::: Exercise material

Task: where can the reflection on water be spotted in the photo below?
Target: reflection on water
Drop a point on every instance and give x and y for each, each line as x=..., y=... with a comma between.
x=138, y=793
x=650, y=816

::::::

§ What to produce
Each of the lines from the one that contains "Target: reflection on water" through the last line of the data needs to be repeated exactly, with no others.

§ Response for this exercise
Target: reflection on water
Drop a point on every instance and give x and y for each, each line as x=..., y=... with a comma between.
x=138, y=793
x=650, y=816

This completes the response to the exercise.